**Problem to solve:**
Recast every line of the entries below as a numbered list, skipping any blank lines.

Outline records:
'''

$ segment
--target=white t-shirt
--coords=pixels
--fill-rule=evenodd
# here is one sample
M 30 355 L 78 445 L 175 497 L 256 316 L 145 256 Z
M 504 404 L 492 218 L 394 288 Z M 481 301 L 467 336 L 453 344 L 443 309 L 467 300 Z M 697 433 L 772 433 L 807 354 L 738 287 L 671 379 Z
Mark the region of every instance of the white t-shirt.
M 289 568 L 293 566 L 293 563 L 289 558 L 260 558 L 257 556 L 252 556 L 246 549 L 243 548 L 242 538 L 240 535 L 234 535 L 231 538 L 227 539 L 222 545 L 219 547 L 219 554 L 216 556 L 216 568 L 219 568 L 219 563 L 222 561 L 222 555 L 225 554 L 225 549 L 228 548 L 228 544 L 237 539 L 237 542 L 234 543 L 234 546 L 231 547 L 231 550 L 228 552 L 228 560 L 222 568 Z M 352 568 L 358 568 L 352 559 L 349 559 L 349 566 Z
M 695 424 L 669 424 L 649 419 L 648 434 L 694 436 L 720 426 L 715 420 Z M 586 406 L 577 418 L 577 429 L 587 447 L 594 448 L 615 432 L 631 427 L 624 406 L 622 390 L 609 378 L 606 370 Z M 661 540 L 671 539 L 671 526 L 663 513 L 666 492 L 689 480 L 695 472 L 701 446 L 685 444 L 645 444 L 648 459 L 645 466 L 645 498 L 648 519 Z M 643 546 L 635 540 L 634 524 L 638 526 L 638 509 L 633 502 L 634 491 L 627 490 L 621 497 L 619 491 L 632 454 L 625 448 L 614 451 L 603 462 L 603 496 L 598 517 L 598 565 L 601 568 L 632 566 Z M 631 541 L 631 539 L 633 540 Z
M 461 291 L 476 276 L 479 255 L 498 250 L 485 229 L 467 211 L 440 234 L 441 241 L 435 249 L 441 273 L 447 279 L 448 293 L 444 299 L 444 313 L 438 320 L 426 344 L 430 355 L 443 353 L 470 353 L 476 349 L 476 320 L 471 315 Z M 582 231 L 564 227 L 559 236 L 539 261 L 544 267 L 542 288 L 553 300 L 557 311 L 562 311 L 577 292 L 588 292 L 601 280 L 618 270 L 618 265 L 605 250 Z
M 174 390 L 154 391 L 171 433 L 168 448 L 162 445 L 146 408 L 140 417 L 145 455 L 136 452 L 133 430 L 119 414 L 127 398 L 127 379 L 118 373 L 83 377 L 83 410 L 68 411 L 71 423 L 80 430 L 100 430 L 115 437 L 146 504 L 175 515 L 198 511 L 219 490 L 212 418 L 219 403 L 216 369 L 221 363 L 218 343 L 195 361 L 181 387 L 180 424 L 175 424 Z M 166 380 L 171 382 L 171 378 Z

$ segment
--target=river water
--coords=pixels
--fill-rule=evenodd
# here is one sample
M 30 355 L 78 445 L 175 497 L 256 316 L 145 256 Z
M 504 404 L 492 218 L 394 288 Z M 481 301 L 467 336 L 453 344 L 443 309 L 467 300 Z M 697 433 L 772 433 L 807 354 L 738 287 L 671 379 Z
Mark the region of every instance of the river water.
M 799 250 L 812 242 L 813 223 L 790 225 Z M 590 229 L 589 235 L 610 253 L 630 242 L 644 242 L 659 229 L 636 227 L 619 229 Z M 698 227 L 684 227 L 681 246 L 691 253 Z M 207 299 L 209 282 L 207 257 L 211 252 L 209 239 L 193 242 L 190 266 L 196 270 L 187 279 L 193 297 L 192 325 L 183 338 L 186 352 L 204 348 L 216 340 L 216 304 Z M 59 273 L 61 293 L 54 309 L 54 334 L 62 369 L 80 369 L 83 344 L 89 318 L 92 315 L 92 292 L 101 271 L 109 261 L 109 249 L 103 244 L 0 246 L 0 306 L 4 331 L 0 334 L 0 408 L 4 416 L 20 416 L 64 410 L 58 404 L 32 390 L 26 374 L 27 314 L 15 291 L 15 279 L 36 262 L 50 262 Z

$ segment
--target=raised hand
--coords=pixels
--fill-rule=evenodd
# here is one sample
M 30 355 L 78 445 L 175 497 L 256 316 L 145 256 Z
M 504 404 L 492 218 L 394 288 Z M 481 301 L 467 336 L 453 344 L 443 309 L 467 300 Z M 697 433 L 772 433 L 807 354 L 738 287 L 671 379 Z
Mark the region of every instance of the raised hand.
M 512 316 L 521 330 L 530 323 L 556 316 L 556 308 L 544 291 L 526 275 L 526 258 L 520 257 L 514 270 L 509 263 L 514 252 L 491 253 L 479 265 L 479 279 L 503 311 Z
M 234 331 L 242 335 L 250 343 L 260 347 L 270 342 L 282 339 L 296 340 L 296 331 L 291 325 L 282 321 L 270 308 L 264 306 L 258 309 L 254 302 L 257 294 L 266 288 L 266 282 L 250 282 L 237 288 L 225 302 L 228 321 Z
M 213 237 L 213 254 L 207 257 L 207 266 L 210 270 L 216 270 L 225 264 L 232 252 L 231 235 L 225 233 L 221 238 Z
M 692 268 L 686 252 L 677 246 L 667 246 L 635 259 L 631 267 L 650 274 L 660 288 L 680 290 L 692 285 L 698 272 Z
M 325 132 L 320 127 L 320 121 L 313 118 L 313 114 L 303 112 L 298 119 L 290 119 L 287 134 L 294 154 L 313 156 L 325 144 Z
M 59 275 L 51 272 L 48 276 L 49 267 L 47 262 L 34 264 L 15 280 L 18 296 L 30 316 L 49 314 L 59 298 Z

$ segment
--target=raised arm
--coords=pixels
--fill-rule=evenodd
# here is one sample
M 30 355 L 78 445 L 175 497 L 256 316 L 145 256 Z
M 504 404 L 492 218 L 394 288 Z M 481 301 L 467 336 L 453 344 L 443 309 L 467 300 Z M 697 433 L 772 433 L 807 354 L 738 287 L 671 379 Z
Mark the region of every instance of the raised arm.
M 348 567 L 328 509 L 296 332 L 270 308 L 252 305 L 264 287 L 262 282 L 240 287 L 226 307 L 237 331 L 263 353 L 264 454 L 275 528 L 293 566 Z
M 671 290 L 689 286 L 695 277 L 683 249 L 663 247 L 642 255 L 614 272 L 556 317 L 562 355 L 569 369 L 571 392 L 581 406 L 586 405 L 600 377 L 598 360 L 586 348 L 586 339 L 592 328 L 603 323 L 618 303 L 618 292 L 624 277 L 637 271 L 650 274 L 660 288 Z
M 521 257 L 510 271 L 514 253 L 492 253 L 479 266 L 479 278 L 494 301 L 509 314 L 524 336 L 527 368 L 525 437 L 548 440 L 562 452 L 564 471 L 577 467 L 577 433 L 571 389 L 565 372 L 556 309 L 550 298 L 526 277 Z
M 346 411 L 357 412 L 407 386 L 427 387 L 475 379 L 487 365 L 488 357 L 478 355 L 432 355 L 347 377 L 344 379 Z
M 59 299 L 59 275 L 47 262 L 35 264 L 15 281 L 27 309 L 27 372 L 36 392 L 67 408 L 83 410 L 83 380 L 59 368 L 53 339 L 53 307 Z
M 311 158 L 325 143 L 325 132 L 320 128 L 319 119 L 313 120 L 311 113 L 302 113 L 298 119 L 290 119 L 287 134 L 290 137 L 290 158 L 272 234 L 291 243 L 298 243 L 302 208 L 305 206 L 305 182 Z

'''

**Result of this exercise:**
1. $ segment
2. --target=white t-shirt
3. --coords=pixels
4. --fill-rule=evenodd
5. # here is one sample
6. M 30 355 L 78 445 L 175 497 L 256 316 L 145 256 Z
7. M 504 404 L 492 218 L 394 288 Z M 481 301 L 467 336 L 453 344 L 443 309 L 467 300 Z M 697 433 L 772 433 L 807 354 L 738 287 L 671 379 Z
8. Mark the region of every instance of the white t-shirt.
9. M 289 568 L 293 566 L 293 563 L 289 558 L 260 558 L 257 556 L 252 556 L 246 549 L 243 548 L 242 538 L 240 535 L 234 535 L 231 538 L 227 539 L 222 545 L 219 547 L 219 554 L 216 556 L 216 568 L 219 568 L 219 563 L 222 561 L 222 555 L 225 554 L 225 549 L 228 548 L 228 544 L 237 539 L 237 542 L 234 543 L 234 546 L 231 547 L 231 550 L 228 552 L 228 560 L 222 568 Z M 352 568 L 358 568 L 352 559 L 349 559 L 349 566 Z
10. M 695 424 L 669 424 L 649 419 L 648 434 L 694 436 L 720 426 L 715 420 Z M 586 406 L 577 418 L 577 429 L 587 447 L 594 448 L 615 432 L 631 427 L 624 406 L 622 390 L 609 378 L 606 370 Z M 661 540 L 671 539 L 671 526 L 663 513 L 666 492 L 689 480 L 695 472 L 701 446 L 685 444 L 645 444 L 648 459 L 645 466 L 645 498 L 648 519 Z M 643 546 L 635 540 L 634 524 L 638 526 L 638 509 L 633 502 L 634 491 L 627 490 L 621 497 L 619 491 L 632 454 L 625 448 L 614 451 L 603 462 L 603 496 L 598 517 L 598 565 L 601 568 L 632 566 Z M 631 541 L 631 539 L 633 540 Z
11. M 461 291 L 476 276 L 479 255 L 498 250 L 485 229 L 467 211 L 440 234 L 441 241 L 435 249 L 441 273 L 447 279 L 448 293 L 444 299 L 444 313 L 438 320 L 426 344 L 430 355 L 443 353 L 470 353 L 476 349 L 476 320 L 471 315 Z M 582 231 L 564 227 L 559 236 L 539 261 L 544 267 L 542 288 L 553 300 L 557 311 L 562 311 L 577 292 L 588 292 L 601 280 L 618 270 L 618 265 L 605 250 Z
12. M 174 390 L 154 391 L 171 433 L 168 448 L 162 445 L 146 408 L 140 417 L 145 455 L 136 452 L 133 430 L 119 414 L 127 398 L 127 379 L 118 373 L 83 377 L 83 410 L 68 411 L 71 423 L 80 430 L 100 430 L 115 437 L 146 504 L 175 515 L 198 511 L 219 490 L 212 418 L 219 403 L 216 369 L 221 363 L 218 343 L 195 361 L 181 387 L 180 424 L 175 424 Z M 166 380 L 171 382 L 171 378 Z
13. $ segment
14. --target=river water
15. --coords=pixels
16. --fill-rule=evenodd
17. # here is one sample
18. M 30 355 L 78 445 L 175 497 L 256 316 L 145 256 Z
19. M 504 404 L 492 218 L 394 288 Z M 481 301 L 467 336 L 453 344 L 443 309 L 467 300 Z M 697 433 L 772 433 L 807 354 L 738 287 L 671 379 Z
20. Mark the region of every instance of the river water.
21. M 799 250 L 812 242 L 813 223 L 790 225 Z M 590 229 L 589 235 L 610 253 L 630 242 L 644 242 L 659 229 L 636 227 L 619 229 Z M 698 227 L 684 227 L 681 246 L 691 253 Z M 207 299 L 209 282 L 207 257 L 211 252 L 209 239 L 193 242 L 190 266 L 196 270 L 187 279 L 193 297 L 192 325 L 183 338 L 186 352 L 204 348 L 216 340 L 216 304 Z M 59 273 L 61 293 L 54 309 L 54 334 L 62 369 L 80 369 L 83 344 L 89 318 L 92 315 L 92 292 L 101 271 L 109 261 L 109 249 L 103 244 L 0 246 L 0 306 L 4 331 L 0 334 L 0 408 L 4 416 L 20 416 L 64 410 L 58 404 L 32 390 L 26 374 L 27 314 L 15 291 L 15 279 L 36 262 L 50 262 Z
22. $ segment
23. --target=raised hand
24. --coords=pixels
25. --fill-rule=evenodd
26. # here is one sample
27. M 30 355 L 78 445 L 175 497 L 256 316 L 145 256 Z
28. M 504 404 L 492 218 L 394 288 Z M 481 301 L 467 336 L 453 344 L 443 309 L 467 300 Z M 697 433 L 772 433 L 807 354 L 738 287 L 671 379 Z
29. Mark the region of every instance of the raised hand.
30. M 512 316 L 521 330 L 530 323 L 556 316 L 556 308 L 544 291 L 526 275 L 526 258 L 520 257 L 514 270 L 509 263 L 514 252 L 491 253 L 479 265 L 479 279 L 503 311 Z
31. M 234 331 L 242 335 L 250 343 L 260 347 L 270 342 L 282 339 L 296 340 L 296 331 L 291 325 L 282 321 L 270 308 L 264 306 L 258 309 L 254 302 L 257 294 L 266 288 L 266 282 L 250 282 L 237 288 L 225 302 L 228 321 Z
32. M 213 237 L 213 254 L 207 257 L 207 266 L 210 270 L 216 270 L 225 264 L 232 252 L 231 235 L 225 233 L 221 238 Z
33. M 692 268 L 686 252 L 677 246 L 667 246 L 635 259 L 631 267 L 650 274 L 660 288 L 680 290 L 692 285 L 698 272 Z
34. M 325 132 L 320 127 L 320 121 L 313 118 L 313 114 L 303 112 L 298 119 L 290 119 L 287 134 L 294 154 L 313 156 L 325 144 Z
35. M 59 275 L 51 272 L 48 276 L 49 267 L 47 262 L 34 264 L 15 280 L 18 296 L 30 316 L 49 314 L 59 298 Z
36. $ segment
37. --target=raised arm
38. --coords=pixels
39. --fill-rule=evenodd
40. # here is one sample
41. M 30 355 L 78 445 L 175 497 L 256 316 L 145 256 Z
42. M 504 404 L 492 218 L 394 288 Z M 481 301 L 467 336 L 453 344 L 443 309 L 467 300 Z M 697 433 L 772 433 L 807 354 L 738 287 L 671 379 Z
43. Mark the region of every instance of the raised arm.
44. M 348 567 L 328 509 L 296 332 L 270 308 L 252 305 L 264 287 L 262 282 L 240 287 L 226 307 L 237 331 L 263 353 L 264 454 L 275 528 L 293 566 Z
45. M 671 290 L 689 286 L 695 277 L 683 249 L 663 247 L 642 255 L 614 272 L 556 317 L 562 355 L 569 369 L 571 392 L 581 406 L 586 405 L 600 377 L 598 360 L 586 348 L 586 339 L 592 328 L 603 323 L 618 303 L 618 292 L 624 277 L 637 271 L 650 274 L 660 288 Z
46. M 521 257 L 510 271 L 514 253 L 492 253 L 479 266 L 479 278 L 494 301 L 509 314 L 524 336 L 527 368 L 525 437 L 548 440 L 562 452 L 564 471 L 577 467 L 577 433 L 571 389 L 565 372 L 556 309 L 550 298 L 526 277 Z
47. M 346 411 L 357 412 L 407 386 L 427 387 L 475 379 L 487 365 L 488 357 L 478 355 L 432 355 L 347 377 L 344 379 Z
48. M 59 299 L 59 275 L 47 262 L 35 264 L 15 281 L 27 309 L 27 372 L 36 392 L 67 408 L 83 410 L 83 380 L 59 368 L 53 339 L 53 307 Z
49. M 311 158 L 325 143 L 325 132 L 320 128 L 319 119 L 313 120 L 311 113 L 302 113 L 298 119 L 290 119 L 287 134 L 290 137 L 290 158 L 272 234 L 291 243 L 298 243 L 302 208 L 305 206 L 305 182 Z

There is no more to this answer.